Collected data

·····

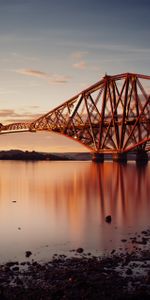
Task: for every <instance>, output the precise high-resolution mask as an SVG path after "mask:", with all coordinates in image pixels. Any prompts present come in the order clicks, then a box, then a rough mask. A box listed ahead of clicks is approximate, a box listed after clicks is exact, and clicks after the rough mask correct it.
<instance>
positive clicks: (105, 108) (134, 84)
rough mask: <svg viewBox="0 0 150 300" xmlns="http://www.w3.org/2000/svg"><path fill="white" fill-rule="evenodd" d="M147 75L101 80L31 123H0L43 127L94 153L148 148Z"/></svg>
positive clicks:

·····

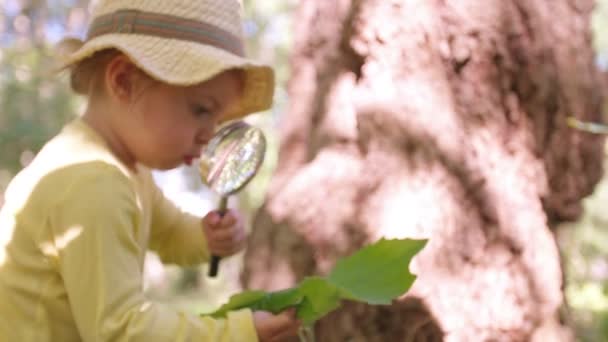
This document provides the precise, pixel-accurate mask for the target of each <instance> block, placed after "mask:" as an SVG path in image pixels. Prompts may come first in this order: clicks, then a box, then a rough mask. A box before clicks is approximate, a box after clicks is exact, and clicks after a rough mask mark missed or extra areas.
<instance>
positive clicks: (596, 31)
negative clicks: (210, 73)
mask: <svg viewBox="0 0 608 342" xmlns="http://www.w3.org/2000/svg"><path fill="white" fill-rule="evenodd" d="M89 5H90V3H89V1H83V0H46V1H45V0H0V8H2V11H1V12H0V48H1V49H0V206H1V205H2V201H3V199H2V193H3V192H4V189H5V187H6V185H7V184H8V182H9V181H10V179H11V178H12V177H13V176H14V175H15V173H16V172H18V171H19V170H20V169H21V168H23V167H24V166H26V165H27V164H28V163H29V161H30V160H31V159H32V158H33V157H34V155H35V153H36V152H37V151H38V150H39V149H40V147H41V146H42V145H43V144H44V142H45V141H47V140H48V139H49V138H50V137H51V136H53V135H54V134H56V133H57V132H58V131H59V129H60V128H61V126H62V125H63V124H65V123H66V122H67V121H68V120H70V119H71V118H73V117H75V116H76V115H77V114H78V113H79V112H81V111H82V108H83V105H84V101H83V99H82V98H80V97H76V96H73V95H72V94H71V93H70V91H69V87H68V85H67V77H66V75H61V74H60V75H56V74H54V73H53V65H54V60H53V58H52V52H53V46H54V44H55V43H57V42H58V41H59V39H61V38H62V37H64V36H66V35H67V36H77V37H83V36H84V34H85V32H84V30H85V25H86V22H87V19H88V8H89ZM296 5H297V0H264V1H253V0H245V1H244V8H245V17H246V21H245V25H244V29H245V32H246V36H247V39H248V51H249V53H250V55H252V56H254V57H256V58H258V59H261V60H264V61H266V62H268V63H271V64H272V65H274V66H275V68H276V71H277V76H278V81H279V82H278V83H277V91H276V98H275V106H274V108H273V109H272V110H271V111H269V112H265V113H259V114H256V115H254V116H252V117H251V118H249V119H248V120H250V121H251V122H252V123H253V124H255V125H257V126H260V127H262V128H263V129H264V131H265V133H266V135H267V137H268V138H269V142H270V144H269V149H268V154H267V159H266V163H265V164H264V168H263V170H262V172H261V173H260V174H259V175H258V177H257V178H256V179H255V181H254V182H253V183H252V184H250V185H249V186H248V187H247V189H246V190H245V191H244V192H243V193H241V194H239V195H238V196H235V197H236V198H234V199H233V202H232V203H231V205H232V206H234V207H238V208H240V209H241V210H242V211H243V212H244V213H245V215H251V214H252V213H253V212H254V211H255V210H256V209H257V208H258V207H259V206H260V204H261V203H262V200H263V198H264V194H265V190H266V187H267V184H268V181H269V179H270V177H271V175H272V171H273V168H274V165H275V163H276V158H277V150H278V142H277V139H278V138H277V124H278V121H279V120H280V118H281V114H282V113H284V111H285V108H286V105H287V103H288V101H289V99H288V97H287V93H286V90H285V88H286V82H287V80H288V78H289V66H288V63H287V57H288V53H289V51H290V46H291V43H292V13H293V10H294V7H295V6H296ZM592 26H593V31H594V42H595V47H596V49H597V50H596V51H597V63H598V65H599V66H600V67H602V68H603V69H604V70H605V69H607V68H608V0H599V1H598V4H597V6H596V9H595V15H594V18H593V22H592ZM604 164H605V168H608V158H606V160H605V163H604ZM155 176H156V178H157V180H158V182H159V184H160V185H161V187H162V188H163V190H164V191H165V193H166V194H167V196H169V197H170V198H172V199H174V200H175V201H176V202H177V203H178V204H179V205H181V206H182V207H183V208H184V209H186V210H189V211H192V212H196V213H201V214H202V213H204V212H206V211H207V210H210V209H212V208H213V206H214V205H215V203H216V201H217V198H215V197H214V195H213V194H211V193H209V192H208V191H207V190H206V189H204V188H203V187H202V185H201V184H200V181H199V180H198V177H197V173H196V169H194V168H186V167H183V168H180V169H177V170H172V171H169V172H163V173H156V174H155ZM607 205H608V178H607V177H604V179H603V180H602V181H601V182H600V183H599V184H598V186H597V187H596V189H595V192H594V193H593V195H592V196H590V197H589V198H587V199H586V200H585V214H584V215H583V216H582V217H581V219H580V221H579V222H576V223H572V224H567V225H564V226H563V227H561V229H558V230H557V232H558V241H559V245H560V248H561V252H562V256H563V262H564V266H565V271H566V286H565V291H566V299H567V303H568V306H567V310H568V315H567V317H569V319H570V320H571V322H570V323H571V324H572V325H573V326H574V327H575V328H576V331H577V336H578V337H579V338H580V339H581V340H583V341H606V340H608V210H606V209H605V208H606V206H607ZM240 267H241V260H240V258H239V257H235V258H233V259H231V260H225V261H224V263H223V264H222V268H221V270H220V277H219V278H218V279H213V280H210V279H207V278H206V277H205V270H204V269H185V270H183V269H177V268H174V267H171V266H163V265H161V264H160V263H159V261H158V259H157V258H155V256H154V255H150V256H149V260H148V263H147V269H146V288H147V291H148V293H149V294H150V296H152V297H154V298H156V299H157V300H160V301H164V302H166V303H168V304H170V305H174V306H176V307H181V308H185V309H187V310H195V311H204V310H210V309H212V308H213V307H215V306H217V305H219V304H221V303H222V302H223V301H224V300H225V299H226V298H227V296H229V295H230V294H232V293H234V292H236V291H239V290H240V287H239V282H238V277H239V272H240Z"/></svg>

·····

» **Instructions for the task**: Could you give the listing again from the line with "Task: for every" up to and including the line with "positive clicks: (105, 108) (134, 84)", renaming "rough mask" to "coarse mask" and leaving everything else as it is?

» **Solved problem**:
Task: for every <instance>, output the precise high-resolution mask as an SVG path after "mask:", with all coordinates in image pixels. Any prompts present come in the order clicks, then a box, then a coarse mask. A box listed ahead of clicks is approximate, a box listed after clicks is exact, and clicks after the coarse mask correct it.
<instance>
positive clicks: (105, 108) (134, 84)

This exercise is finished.